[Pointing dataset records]
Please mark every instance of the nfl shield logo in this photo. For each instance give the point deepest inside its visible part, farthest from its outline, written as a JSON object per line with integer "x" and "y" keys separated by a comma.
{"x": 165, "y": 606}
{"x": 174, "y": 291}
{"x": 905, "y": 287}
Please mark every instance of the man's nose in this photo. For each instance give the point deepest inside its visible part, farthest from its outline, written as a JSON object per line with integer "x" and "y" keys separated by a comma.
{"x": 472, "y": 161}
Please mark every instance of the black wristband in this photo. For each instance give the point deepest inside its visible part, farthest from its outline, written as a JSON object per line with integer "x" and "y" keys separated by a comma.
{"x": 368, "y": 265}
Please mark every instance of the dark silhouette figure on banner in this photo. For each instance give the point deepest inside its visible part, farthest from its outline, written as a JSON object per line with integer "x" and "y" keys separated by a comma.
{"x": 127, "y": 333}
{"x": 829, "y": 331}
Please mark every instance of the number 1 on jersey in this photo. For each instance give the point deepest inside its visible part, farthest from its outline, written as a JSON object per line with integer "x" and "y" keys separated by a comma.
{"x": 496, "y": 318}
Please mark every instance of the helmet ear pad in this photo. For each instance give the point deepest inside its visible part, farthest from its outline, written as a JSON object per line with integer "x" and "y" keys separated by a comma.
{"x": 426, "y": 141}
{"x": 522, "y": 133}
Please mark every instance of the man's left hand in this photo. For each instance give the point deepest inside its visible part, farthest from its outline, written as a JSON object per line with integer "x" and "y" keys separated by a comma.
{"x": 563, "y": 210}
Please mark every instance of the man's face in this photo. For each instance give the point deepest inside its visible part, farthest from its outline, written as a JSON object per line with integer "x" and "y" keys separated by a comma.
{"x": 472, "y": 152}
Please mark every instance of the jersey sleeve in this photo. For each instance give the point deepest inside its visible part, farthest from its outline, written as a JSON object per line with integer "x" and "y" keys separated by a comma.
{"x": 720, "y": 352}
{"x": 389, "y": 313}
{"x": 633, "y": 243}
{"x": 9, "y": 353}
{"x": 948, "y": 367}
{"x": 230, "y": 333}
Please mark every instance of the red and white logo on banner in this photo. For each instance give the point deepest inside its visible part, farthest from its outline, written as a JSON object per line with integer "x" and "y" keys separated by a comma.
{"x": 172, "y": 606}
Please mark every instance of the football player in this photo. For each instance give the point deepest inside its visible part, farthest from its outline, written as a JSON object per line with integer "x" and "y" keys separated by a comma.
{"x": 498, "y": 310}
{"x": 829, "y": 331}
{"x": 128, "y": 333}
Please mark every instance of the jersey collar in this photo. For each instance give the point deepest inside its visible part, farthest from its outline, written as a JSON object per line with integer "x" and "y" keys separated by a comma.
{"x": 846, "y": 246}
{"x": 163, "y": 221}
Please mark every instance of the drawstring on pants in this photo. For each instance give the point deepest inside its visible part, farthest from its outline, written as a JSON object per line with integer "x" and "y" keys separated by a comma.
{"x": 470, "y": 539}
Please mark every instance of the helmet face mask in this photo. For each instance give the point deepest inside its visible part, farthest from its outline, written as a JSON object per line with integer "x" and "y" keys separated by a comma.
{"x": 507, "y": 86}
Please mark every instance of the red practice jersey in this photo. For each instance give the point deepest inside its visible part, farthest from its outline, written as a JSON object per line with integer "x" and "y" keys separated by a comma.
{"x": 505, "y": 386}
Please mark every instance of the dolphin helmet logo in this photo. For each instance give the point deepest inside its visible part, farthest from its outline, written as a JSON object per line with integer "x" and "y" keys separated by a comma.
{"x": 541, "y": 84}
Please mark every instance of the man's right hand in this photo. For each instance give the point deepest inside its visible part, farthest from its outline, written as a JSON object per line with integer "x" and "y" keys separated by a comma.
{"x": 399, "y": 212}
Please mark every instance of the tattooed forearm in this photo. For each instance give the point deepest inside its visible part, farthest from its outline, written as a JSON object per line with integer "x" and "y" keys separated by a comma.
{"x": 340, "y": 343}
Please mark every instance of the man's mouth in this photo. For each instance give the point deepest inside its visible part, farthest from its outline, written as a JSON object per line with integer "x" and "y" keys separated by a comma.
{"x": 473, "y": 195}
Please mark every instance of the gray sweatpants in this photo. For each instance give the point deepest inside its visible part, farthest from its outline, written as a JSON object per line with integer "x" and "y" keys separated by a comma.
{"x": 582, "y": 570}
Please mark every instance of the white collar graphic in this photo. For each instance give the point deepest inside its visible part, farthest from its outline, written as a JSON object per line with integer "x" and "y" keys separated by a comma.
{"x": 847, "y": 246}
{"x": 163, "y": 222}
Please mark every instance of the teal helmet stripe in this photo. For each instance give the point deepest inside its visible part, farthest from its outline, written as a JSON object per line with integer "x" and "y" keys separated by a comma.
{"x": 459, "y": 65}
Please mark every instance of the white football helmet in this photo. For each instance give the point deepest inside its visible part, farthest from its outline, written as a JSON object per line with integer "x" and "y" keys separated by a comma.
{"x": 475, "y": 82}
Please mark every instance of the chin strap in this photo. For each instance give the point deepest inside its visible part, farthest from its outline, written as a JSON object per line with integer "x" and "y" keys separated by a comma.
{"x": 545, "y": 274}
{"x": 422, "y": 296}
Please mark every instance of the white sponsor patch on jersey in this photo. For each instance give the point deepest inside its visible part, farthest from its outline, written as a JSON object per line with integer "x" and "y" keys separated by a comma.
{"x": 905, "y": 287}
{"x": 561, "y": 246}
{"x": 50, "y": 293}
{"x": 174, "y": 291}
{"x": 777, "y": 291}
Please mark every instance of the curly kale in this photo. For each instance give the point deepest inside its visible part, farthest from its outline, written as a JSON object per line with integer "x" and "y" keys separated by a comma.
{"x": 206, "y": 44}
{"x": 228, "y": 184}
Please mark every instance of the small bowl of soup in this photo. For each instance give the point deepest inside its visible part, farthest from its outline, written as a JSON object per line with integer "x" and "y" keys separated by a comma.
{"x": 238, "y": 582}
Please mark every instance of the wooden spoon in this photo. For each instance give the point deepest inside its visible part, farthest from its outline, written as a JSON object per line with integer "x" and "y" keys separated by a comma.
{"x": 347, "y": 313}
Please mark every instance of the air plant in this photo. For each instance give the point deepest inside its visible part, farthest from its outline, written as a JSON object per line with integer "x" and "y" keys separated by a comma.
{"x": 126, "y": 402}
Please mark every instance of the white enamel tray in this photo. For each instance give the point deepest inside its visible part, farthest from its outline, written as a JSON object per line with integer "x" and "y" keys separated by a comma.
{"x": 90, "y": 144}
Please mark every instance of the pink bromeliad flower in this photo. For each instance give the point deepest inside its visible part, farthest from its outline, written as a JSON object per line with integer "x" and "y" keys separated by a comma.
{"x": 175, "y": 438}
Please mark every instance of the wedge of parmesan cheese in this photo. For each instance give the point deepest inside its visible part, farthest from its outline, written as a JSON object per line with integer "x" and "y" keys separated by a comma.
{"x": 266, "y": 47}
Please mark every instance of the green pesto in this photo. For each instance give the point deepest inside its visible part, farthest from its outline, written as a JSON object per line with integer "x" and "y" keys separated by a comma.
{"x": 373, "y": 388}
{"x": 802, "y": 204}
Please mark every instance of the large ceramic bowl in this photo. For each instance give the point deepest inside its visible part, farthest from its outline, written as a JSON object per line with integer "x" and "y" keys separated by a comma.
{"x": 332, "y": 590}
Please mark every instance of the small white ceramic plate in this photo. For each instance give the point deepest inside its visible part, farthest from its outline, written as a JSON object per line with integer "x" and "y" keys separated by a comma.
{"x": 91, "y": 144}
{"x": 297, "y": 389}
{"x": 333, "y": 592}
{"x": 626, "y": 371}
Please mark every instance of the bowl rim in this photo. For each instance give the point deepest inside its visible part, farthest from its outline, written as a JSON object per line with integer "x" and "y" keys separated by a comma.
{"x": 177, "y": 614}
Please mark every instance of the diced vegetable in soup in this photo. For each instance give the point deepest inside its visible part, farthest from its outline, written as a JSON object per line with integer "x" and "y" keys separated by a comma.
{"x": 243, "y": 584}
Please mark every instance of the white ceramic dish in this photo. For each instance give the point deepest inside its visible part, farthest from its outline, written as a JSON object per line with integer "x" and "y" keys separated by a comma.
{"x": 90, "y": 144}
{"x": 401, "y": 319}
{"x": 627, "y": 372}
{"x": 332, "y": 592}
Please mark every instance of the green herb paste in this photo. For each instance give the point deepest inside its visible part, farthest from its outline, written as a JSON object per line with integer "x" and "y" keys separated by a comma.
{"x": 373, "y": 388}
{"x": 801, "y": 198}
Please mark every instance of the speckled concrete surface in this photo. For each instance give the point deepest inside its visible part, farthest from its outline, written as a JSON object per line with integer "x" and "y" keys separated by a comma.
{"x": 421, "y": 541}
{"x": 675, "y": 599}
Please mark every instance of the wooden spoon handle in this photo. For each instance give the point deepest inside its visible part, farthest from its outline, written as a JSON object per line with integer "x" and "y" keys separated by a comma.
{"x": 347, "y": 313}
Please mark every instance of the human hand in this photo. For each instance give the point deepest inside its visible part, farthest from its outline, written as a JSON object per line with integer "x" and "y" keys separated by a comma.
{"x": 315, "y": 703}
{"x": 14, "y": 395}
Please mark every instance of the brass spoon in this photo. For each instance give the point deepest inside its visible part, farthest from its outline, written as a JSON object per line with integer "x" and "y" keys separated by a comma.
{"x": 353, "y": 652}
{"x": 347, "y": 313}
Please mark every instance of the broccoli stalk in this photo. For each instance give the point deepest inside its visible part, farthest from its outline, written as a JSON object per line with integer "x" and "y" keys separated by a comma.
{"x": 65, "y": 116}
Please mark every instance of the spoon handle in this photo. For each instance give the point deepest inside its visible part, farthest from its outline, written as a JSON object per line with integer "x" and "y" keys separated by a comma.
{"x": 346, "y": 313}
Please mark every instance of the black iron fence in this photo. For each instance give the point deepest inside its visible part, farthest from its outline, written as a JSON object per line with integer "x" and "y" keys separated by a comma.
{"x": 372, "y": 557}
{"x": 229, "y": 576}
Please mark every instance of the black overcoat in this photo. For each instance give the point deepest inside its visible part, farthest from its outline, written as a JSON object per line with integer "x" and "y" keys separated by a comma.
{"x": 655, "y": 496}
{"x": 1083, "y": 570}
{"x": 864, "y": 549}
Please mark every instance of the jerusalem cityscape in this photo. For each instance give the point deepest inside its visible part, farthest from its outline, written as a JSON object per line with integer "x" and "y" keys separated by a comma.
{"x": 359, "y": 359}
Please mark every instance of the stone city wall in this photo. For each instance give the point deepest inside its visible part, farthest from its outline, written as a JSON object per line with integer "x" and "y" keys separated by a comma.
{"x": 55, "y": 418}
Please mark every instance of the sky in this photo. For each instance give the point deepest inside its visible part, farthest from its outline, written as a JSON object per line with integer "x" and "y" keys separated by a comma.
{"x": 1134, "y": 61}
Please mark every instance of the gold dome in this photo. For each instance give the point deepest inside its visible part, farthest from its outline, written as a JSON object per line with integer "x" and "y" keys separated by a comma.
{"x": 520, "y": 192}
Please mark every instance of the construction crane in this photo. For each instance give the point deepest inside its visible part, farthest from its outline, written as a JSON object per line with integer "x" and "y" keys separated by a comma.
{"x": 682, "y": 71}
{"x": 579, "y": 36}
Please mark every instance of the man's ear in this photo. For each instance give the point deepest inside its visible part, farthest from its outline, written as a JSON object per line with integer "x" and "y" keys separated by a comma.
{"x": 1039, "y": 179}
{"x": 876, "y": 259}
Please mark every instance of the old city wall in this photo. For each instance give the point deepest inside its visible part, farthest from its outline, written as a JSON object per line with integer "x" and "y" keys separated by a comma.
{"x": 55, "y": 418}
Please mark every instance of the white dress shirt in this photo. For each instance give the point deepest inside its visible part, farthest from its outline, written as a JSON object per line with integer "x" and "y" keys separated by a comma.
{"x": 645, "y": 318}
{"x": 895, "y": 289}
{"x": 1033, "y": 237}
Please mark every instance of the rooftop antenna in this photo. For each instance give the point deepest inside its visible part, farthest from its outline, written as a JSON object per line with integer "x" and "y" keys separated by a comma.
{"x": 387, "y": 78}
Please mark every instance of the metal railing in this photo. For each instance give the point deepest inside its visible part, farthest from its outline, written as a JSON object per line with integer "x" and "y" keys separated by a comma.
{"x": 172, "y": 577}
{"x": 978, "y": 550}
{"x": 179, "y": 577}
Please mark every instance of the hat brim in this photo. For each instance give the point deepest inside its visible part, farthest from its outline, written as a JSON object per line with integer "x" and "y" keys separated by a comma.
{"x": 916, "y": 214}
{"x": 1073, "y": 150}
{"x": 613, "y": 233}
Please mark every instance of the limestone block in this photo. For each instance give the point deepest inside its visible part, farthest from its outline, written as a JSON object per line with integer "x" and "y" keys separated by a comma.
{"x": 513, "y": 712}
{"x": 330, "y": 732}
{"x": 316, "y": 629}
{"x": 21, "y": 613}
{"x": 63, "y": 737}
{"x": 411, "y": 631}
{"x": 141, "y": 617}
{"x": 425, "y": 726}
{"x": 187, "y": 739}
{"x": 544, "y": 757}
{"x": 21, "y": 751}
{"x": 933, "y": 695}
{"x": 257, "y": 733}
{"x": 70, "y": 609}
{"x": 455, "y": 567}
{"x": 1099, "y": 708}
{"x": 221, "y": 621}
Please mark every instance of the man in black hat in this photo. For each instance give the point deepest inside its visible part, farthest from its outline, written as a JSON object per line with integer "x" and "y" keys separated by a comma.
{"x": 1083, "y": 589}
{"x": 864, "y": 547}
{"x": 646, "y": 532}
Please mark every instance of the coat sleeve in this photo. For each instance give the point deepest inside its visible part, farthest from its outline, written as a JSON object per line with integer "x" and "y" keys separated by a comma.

### Short task
Include both ends. Return the line holding "Please mark every instance of the rooftop" and all lines after it in the records above, exactly as written.

### Exercise output
Please mark every instance of the rooftop antenna in this photo. For each instance give the point deepest inside its visible part, farthest from its outline, written as a JSON object per line with integer "x" and "y" keys separated by a comma.
{"x": 387, "y": 78}
Please mark every instance of the metal railing in this photo. For each instance give the point deepest inside its visible part, farthest from its outline, written as a JSON object per line with integer "x" and "y" keys separated by a comma.
{"x": 172, "y": 577}
{"x": 978, "y": 550}
{"x": 179, "y": 577}
Please mark every instance of the hat brim in this photo. For each instance give the point deepest inside its visible part, farthest from its outline, written as a JSON object per line with integer "x" and "y" keys separated by a comma.
{"x": 916, "y": 214}
{"x": 1073, "y": 150}
{"x": 613, "y": 233}
Please mark every instance of the limestone block in this photo. For each instance give the point deepest inside its visible part, farthest from its outline, written as a JSON object per line with integer "x" and "y" keys separated by a comma.
{"x": 513, "y": 712}
{"x": 330, "y": 732}
{"x": 316, "y": 629}
{"x": 21, "y": 613}
{"x": 63, "y": 737}
{"x": 411, "y": 631}
{"x": 141, "y": 617}
{"x": 425, "y": 726}
{"x": 187, "y": 739}
{"x": 544, "y": 757}
{"x": 21, "y": 751}
{"x": 933, "y": 695}
{"x": 257, "y": 733}
{"x": 70, "y": 609}
{"x": 455, "y": 567}
{"x": 1099, "y": 708}
{"x": 221, "y": 621}
Please mark every instance of the man in black hat in this photo. For each instance give the point deepest inside its visible part, farthest from its outline, written as a JSON object per line with integer "x" and "y" keys separated by a comma.
{"x": 1083, "y": 589}
{"x": 864, "y": 547}
{"x": 646, "y": 532}
Please mark every instance of the coat sleeve in this photo. For each instance give the point deepest inside its visible part, farthest from its outline, written as a JSON object per line with integer "x" and "y" keys separated by a comma.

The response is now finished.